DA SVOLGERE:
**1.** Riproduca fedelmente il brano sulla gelatina di fragole, cominciando da "Questo è possibile." e terminando con "la vostra autostima.".
**2.** In base al brano sulla gelatina di fragole, spieghi perché occorre aggiungere pochissima gelatina ammollata allo sciroppo di fragole.
**3.** Traduca in inglese la frase del brano sulla gelatina di fragole "Ora lo sa che la pasticceria spesso è come la vita, quella fuori di qui: molta tecnica, poche certezze."
**** BRANO DA LEGGERE
Poi lasciamo rapprendere il dolce in frigorifero,
e procediamo con la gelatina di fragole.
Bisogna sciogliere lo zucchero con poca acqua e gentilmente, come sta facendo Teresa, cuocere per pochi minuti le fragole. Passarle. Aggiungere la gelatina già ammollata, ne basta pochissima se non volete ottenere una fetta di copertone. Diciamo 2g. per 250ml. di sciroppo di fragole.
Sopra la torta già rappresa disporre delle fragole intere o a fettine come decorazione e versare sopra la gelatina. Poi far rapprendere tutto in frigorifero.
Quando è arrivata qui Teresa era petulante e noiosa, voleva sempre sapere di regole e misure precise e tecnica. La tecnica, si, serve, come sapere le regole per stare al mondo. Come imparare ad avere buon senso, imparare ad essere folli senza passar per idioti.
Ora lo sa che la pasticceria spesso è come la vita, quella fuori di qui: molta tecnica, poche certezze.
Orizzonti variabili. Istinto. Ci vuole sensibilità, saper capire cosa ci vuole e quanto ce ne vuole.
Oggi Teresa ha fatto coulis e gelatina senza pesare, senza cronometrare.
Questo è possibile. Non semplice e non privo di rischi perché trovarvi con poca salsa e troppi inviati rovinerà la festa, dosi sbagliate di gelatina distruggeranno la vostra autostima.
Ma purtroppo qui abbiamo messo molti q.b., dei punti interrogativi e parecchia imprecisione. Non è da pasticcere serio.
O forse si?
********
**** VOCI
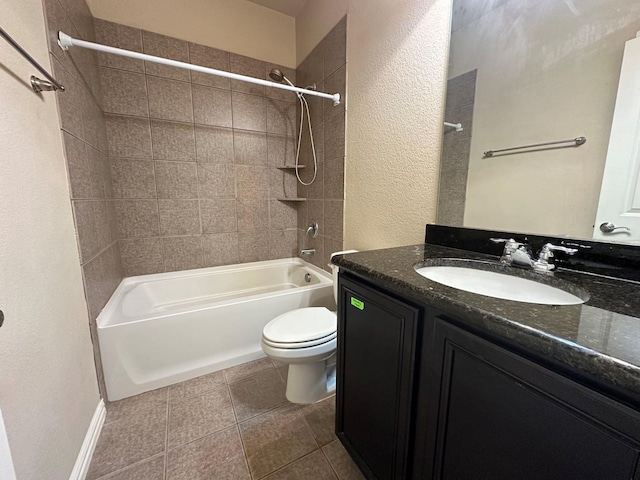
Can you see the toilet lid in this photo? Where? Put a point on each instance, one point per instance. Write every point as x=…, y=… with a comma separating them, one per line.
x=301, y=325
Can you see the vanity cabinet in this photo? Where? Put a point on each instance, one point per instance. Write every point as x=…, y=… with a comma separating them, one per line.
x=420, y=396
x=492, y=414
x=376, y=368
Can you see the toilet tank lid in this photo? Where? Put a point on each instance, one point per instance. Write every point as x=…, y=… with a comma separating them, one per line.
x=301, y=325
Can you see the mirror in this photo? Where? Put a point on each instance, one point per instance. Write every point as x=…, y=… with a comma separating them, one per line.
x=522, y=73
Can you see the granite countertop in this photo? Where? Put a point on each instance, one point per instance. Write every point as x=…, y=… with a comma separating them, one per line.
********
ELENCO SOLUZIONI:
**1.**
Questo è possibile. Non semplice e non privo di rischi perché trovarvi con poca salsa e troppi inviati rovinerà la festa, dosi sbagliate di gelatina distruggeranno la vostra autostima.

**2.** Basta pochissima gelatina perché, usandone troppa, si otterrebbe una fetta simile a un copertone. Il brano indica come dose circa 2 g di gelatina per 250 ml di sciroppo di fragole.

**3.** Now she knows that pastry-making is often like life, the life outside of here: a lot of technique, few certainties.